[Collected data]
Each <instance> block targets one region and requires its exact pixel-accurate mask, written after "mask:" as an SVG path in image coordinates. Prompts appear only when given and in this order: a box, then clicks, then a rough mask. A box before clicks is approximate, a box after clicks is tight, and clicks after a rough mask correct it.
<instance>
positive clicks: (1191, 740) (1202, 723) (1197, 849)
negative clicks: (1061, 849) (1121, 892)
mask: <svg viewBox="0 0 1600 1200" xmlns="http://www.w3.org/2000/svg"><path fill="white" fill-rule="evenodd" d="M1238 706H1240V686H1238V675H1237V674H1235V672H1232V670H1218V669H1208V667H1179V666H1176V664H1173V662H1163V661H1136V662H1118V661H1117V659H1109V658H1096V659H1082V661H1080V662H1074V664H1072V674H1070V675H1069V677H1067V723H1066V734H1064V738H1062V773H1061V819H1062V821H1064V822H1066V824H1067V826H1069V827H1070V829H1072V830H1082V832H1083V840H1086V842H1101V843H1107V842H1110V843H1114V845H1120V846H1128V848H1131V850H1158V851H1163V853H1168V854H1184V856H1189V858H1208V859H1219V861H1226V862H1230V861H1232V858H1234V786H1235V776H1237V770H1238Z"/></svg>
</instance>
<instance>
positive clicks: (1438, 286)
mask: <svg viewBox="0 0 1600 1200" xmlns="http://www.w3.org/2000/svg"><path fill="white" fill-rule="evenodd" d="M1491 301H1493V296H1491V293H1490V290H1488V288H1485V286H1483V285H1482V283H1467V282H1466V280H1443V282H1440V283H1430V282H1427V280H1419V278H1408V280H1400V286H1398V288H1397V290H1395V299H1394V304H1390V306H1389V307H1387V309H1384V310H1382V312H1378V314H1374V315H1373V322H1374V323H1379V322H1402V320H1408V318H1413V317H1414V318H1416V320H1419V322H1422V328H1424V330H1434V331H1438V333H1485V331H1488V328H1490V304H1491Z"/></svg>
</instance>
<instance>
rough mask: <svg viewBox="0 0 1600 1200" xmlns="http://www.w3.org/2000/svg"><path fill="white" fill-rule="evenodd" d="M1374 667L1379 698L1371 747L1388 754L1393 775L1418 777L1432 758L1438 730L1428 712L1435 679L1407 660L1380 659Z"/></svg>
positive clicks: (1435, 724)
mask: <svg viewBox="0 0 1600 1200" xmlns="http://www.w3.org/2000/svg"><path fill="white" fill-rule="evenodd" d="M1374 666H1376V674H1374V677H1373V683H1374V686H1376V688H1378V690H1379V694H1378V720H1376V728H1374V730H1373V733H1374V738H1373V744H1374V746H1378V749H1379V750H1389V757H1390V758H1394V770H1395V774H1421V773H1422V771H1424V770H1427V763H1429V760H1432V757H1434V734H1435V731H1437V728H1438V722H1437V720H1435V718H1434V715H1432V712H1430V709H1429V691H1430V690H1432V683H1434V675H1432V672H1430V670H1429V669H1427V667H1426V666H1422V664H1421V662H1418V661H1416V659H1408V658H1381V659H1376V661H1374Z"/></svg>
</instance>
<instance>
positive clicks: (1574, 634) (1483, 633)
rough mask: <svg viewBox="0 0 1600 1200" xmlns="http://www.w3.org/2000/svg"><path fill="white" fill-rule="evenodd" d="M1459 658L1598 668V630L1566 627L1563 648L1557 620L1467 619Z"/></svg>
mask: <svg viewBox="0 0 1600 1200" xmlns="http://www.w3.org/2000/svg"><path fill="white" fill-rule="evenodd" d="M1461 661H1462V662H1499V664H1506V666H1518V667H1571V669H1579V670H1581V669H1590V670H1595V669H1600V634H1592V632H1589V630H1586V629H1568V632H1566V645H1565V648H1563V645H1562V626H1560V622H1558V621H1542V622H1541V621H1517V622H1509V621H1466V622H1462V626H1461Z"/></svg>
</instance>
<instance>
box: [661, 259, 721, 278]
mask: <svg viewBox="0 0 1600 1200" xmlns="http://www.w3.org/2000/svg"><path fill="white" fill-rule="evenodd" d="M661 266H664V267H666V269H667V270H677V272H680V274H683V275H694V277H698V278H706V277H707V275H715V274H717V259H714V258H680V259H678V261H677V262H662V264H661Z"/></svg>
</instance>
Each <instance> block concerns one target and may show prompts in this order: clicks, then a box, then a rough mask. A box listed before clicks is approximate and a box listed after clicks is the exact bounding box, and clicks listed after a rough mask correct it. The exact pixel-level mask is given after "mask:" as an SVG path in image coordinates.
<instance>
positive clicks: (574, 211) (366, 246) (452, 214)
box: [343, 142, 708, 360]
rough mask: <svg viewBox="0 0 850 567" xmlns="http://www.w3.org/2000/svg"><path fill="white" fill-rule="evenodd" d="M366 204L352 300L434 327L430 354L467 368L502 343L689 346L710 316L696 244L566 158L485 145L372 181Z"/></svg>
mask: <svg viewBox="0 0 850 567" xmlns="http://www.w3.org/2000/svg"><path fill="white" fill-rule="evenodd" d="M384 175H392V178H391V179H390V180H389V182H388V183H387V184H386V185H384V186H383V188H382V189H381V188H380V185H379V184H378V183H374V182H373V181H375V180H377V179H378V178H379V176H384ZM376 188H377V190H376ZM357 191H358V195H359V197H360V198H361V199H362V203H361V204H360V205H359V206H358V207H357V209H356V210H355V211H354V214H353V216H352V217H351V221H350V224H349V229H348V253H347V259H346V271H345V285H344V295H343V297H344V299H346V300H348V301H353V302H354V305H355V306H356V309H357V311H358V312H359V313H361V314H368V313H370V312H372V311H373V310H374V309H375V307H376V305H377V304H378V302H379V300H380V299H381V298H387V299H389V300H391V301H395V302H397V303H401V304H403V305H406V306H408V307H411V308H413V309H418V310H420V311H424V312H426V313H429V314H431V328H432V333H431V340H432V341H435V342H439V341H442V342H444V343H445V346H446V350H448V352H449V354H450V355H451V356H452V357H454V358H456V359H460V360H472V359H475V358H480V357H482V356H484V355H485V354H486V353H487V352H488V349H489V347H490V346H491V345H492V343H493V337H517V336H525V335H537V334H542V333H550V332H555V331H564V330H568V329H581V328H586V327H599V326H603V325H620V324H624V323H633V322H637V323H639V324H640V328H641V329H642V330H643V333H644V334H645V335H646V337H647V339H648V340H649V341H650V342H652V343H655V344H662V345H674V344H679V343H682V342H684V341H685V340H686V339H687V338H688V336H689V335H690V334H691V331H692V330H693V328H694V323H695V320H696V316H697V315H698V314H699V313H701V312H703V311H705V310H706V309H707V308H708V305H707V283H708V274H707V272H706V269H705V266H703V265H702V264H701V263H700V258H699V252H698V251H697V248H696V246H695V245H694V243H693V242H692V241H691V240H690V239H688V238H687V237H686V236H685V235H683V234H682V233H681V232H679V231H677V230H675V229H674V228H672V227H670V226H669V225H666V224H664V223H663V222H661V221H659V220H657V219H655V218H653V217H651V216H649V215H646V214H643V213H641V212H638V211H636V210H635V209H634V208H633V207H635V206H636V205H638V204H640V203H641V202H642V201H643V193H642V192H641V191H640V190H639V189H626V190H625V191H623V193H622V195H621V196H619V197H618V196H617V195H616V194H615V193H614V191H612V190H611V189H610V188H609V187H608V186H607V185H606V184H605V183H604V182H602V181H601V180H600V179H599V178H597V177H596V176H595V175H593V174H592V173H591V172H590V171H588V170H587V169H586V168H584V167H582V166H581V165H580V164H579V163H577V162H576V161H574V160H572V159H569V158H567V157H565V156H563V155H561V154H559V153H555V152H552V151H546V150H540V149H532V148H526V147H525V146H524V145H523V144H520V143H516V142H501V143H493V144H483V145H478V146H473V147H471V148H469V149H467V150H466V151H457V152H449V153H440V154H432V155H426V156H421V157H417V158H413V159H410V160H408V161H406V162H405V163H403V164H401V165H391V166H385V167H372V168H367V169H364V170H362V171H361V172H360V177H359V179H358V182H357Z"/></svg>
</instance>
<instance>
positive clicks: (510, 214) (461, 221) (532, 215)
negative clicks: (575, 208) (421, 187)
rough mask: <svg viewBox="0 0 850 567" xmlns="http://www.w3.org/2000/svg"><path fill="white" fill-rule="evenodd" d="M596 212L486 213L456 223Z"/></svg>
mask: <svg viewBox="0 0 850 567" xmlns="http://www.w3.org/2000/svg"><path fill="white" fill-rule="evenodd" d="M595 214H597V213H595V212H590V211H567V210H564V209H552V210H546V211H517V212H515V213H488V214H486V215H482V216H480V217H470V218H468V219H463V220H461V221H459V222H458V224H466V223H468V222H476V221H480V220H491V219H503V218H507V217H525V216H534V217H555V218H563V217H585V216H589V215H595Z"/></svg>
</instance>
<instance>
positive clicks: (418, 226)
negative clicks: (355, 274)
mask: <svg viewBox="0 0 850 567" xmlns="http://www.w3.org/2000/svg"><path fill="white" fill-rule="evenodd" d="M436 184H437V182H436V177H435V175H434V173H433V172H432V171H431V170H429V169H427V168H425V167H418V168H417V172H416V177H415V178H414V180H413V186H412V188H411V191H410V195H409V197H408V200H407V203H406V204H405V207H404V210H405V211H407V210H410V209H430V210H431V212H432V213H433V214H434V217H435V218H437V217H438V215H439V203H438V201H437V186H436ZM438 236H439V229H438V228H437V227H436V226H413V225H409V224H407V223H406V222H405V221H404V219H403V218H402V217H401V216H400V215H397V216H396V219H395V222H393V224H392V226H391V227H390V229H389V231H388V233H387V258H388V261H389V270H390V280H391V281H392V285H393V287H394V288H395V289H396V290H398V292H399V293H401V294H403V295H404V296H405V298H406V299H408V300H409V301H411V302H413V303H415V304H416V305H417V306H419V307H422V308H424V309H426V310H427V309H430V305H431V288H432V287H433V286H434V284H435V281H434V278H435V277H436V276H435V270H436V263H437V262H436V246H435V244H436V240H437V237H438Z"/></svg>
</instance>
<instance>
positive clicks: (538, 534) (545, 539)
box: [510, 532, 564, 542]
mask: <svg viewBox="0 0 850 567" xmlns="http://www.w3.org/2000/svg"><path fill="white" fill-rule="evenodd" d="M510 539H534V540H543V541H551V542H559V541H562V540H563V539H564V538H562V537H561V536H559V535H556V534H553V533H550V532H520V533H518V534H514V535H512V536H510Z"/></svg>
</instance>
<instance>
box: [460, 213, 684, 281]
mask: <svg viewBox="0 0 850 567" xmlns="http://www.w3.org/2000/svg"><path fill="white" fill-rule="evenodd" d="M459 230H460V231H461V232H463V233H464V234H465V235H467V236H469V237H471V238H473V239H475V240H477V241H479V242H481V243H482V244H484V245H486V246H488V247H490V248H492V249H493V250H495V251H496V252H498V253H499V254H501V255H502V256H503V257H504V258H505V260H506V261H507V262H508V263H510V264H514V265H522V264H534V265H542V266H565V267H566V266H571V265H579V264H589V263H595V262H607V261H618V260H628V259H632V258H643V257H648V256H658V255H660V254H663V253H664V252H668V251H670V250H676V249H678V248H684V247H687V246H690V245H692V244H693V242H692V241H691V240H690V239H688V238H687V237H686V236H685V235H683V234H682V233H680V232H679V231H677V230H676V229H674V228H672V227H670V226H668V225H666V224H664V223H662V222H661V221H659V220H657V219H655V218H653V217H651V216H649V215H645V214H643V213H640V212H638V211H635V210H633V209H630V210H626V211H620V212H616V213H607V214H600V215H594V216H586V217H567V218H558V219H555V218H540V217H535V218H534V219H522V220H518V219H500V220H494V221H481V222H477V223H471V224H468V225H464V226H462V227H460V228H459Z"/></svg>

| REQUIRED WORK |
Write out the lines from the start of the records through the line containing "negative clicks: (1061, 849) (1121, 892)", with that line included, reproducing them precisely.

| YOUR SOLUTION |
Each <instance> block targets one region and requires its exact pixel-accurate mask, written after "mask:" as an SVG path in image coordinates. Prompts appear only when given and in this order: a box, then clicks, then a rough mask. A box before clicks is approximate, a box after clicks is tight, and clicks after a rough mask correct it.
<instance>
positive clicks: (1191, 740) (1202, 723) (1197, 849)
negative clicks: (1061, 849) (1121, 892)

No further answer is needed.